◆ **EXTRACTED RECORDS**:
- - - -

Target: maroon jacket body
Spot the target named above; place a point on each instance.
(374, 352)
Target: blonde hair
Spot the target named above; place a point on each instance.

- - - -

◆ **EXERCISE DETAILS**: Output the whole of the material above, exactly.

◆ **RESULT FOR THIS TASK**:
Target: maroon jacket body
Spot the target named above; place a point on each instance.
(374, 352)
Target: blonde hair
Spot the target named above; place a point on each instance.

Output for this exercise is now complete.